■ What is needed
Extract every line starting at the line that contains "Return the segmentation of every instance of the **presenter's" and ending with the final line of the data, inclusive; give only those lines, word for word.

====== Entries shown ======

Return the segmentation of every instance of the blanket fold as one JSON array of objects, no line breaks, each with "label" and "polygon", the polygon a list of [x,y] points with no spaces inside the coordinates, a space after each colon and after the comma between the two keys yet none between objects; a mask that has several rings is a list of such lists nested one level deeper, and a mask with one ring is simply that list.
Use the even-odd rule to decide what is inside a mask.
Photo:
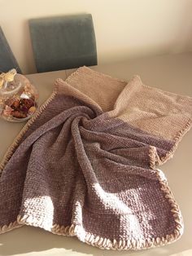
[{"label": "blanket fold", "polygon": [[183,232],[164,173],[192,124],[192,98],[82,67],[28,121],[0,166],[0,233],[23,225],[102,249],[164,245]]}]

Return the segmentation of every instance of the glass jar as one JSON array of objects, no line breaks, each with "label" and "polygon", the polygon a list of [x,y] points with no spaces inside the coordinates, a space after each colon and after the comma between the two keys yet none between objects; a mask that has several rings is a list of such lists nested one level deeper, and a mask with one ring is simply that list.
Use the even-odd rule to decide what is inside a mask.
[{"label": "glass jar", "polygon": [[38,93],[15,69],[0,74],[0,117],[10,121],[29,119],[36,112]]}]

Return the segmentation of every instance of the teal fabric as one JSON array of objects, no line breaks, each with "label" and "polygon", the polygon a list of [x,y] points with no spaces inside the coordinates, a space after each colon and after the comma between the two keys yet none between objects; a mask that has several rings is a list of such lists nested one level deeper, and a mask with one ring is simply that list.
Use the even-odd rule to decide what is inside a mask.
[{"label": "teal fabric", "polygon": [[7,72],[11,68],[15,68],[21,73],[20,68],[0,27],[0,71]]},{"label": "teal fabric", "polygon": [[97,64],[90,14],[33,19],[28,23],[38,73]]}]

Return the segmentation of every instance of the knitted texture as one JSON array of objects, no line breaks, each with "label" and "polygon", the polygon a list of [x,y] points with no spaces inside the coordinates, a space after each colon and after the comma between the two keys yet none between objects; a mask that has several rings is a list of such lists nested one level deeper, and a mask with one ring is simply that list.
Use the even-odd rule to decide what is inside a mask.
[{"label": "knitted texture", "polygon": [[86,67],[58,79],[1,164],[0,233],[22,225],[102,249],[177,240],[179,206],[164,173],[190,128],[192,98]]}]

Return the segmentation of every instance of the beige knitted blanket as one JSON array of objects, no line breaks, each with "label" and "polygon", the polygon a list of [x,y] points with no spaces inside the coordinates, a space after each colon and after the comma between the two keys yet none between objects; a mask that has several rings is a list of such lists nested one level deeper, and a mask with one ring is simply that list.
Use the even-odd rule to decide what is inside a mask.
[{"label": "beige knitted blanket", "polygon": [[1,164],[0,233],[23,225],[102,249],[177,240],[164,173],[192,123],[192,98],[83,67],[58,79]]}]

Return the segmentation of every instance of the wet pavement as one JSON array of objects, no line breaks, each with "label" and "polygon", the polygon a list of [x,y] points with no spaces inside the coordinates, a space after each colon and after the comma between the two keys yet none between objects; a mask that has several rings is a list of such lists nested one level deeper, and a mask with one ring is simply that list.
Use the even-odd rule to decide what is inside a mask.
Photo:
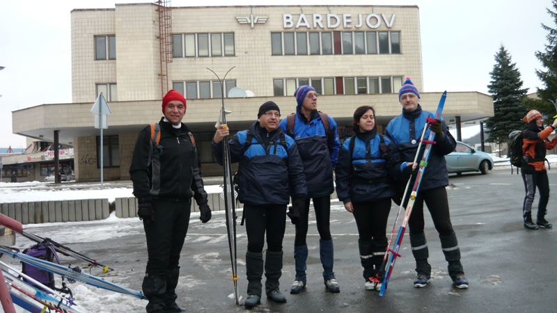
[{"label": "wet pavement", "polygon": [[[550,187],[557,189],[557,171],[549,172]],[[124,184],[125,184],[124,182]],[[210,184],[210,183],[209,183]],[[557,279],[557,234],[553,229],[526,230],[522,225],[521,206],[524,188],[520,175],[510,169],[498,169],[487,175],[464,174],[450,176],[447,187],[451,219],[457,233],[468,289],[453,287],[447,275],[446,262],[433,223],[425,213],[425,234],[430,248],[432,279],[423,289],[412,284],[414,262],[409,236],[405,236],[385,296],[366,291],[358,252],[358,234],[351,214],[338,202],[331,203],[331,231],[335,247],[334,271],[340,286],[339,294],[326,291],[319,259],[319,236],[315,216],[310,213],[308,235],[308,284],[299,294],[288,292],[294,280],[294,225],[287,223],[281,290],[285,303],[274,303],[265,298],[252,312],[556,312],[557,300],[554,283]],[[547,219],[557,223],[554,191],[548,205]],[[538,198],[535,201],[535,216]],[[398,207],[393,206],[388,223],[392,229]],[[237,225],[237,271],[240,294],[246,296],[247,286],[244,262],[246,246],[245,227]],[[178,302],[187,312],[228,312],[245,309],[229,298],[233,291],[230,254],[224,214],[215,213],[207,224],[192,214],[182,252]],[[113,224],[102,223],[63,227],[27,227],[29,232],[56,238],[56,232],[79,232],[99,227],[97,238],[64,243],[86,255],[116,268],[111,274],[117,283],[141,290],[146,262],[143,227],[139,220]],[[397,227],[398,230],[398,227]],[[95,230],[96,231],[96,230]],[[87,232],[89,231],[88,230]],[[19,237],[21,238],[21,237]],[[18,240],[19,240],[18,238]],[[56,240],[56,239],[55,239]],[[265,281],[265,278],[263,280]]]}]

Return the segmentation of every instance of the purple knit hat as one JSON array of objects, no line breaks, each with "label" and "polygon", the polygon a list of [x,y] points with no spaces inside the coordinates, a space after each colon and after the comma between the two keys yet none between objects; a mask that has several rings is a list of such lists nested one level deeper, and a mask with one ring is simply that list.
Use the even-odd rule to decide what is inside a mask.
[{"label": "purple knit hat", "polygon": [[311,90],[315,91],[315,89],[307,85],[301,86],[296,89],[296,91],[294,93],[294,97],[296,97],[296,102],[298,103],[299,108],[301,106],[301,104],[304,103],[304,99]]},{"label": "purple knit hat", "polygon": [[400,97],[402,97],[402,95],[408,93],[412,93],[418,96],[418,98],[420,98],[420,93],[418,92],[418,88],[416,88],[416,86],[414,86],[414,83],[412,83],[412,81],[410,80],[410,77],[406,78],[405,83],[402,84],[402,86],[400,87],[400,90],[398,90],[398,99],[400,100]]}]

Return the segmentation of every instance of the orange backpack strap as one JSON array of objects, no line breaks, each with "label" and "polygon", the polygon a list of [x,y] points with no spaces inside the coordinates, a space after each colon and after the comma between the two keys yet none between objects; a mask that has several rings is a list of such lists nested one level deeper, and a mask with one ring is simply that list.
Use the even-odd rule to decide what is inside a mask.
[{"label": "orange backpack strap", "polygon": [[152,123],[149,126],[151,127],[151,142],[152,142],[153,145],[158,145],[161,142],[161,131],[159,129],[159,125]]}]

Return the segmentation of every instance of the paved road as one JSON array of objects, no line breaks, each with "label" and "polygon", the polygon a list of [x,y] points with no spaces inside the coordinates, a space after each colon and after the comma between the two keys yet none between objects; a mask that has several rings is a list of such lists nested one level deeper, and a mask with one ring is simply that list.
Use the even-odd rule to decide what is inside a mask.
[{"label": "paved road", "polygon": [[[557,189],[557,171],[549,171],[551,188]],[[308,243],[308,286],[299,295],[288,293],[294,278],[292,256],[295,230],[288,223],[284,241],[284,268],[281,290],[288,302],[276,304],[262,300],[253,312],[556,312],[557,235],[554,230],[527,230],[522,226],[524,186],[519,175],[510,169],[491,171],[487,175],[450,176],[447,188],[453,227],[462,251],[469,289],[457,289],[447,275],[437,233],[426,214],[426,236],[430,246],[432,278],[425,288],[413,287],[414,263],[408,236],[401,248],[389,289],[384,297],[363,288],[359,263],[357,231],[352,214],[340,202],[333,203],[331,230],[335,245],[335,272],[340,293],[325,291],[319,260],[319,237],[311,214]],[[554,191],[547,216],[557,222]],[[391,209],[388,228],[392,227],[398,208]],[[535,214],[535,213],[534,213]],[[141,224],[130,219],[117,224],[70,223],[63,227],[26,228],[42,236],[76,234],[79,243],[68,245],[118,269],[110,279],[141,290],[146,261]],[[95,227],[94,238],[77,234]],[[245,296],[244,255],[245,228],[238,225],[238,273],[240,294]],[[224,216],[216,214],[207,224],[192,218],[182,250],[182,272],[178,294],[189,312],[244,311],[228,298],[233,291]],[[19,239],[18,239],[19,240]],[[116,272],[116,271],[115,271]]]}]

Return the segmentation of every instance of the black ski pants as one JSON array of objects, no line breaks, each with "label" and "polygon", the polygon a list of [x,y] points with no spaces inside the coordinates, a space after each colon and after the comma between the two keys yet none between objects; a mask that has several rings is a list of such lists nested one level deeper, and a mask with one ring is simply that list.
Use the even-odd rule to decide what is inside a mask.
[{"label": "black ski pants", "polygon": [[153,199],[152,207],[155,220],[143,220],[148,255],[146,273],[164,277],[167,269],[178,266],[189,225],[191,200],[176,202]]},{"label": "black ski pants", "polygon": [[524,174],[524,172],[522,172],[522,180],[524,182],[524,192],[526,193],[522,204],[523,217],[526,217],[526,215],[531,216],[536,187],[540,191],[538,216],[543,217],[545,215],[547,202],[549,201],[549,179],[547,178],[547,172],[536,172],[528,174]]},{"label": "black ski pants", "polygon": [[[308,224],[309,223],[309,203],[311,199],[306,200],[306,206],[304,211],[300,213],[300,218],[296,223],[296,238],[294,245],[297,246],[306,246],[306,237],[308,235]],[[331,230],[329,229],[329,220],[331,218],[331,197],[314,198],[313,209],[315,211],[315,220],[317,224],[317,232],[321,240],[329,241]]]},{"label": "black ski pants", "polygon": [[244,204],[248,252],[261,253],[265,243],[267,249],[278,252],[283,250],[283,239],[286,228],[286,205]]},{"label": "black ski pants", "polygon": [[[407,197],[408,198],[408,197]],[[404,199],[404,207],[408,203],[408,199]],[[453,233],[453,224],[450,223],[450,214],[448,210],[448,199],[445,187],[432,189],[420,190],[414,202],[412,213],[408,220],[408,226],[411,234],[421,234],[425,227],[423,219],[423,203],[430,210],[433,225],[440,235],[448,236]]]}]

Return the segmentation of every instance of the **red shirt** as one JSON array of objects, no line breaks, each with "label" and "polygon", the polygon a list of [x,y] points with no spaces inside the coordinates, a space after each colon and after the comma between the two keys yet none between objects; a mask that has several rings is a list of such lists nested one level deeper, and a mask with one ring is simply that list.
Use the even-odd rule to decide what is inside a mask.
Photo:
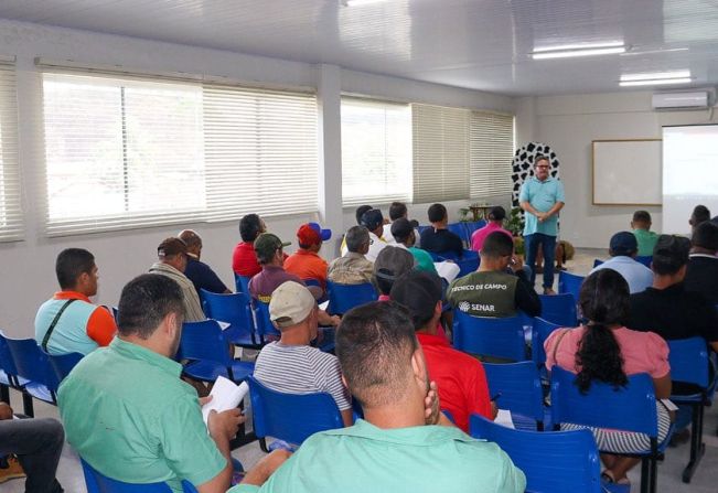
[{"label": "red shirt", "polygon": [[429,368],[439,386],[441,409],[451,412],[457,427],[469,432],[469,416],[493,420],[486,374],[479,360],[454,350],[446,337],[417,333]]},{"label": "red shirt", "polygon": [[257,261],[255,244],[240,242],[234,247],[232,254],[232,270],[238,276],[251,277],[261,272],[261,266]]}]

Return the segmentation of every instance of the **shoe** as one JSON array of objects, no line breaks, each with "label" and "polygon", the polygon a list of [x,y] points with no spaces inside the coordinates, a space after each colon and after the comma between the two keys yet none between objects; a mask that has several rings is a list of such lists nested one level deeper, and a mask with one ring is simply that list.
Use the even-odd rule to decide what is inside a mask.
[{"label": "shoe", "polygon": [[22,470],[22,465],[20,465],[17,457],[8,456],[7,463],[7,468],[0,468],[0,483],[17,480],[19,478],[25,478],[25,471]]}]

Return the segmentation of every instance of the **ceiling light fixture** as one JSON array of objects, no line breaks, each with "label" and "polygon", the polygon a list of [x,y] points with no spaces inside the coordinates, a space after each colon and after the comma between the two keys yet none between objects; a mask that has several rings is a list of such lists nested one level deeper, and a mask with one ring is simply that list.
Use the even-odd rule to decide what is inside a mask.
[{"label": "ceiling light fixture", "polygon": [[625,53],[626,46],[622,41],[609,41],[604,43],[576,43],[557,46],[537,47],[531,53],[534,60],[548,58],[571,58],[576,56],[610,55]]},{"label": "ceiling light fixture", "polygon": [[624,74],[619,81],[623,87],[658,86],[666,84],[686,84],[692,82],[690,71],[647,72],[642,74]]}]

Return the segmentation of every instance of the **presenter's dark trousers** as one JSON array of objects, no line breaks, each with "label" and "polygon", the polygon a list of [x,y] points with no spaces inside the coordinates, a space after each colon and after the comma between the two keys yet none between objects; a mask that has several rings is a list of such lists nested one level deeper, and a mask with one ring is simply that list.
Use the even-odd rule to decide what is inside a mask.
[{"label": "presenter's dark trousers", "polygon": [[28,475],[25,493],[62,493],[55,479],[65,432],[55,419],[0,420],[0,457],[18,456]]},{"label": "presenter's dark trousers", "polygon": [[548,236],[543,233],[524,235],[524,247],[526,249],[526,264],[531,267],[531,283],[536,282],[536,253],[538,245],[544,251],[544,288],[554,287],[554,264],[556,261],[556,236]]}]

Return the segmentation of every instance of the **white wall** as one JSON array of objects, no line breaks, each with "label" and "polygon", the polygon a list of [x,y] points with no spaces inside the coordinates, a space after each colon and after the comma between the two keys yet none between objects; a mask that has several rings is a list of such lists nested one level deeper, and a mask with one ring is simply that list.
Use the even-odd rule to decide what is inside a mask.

======

■ Worked answer
Return the segmentation of every instance of the **presenter's dark trousers** as one JSON array of objects, no line breaks, each with "label" and "polygon", the polygon a list of [x,y] points with no spaces inside the coordinates, a space after each colon and after the comma between the two keys yet none between objects; a mask that has several rings is a list of such lists nested one level deeper, and a mask with one ring is simply that list.
Use the even-odd rule to decide what is inside a mask.
[{"label": "presenter's dark trousers", "polygon": [[28,475],[25,493],[62,493],[55,479],[65,432],[55,419],[0,420],[0,457],[18,456]]},{"label": "presenter's dark trousers", "polygon": [[548,236],[543,233],[524,235],[524,247],[526,249],[526,264],[531,267],[531,283],[536,282],[536,253],[538,245],[544,251],[544,288],[554,287],[554,264],[556,261],[556,236]]}]

Return the segmentation of every instance of the **white wall** as one JSON array of objects, no line breaks, each with "label" and "polygon", the polygon a list of [x,y] points with no spaces inside the coordinates, a space after each colon and after the comma between the two keys yet none between objects; a mask that has several rings is a list of such lists nested one level deeper, and a mask with one ring is simply that list.
Use the even-odd rule to decide what is inside a mask.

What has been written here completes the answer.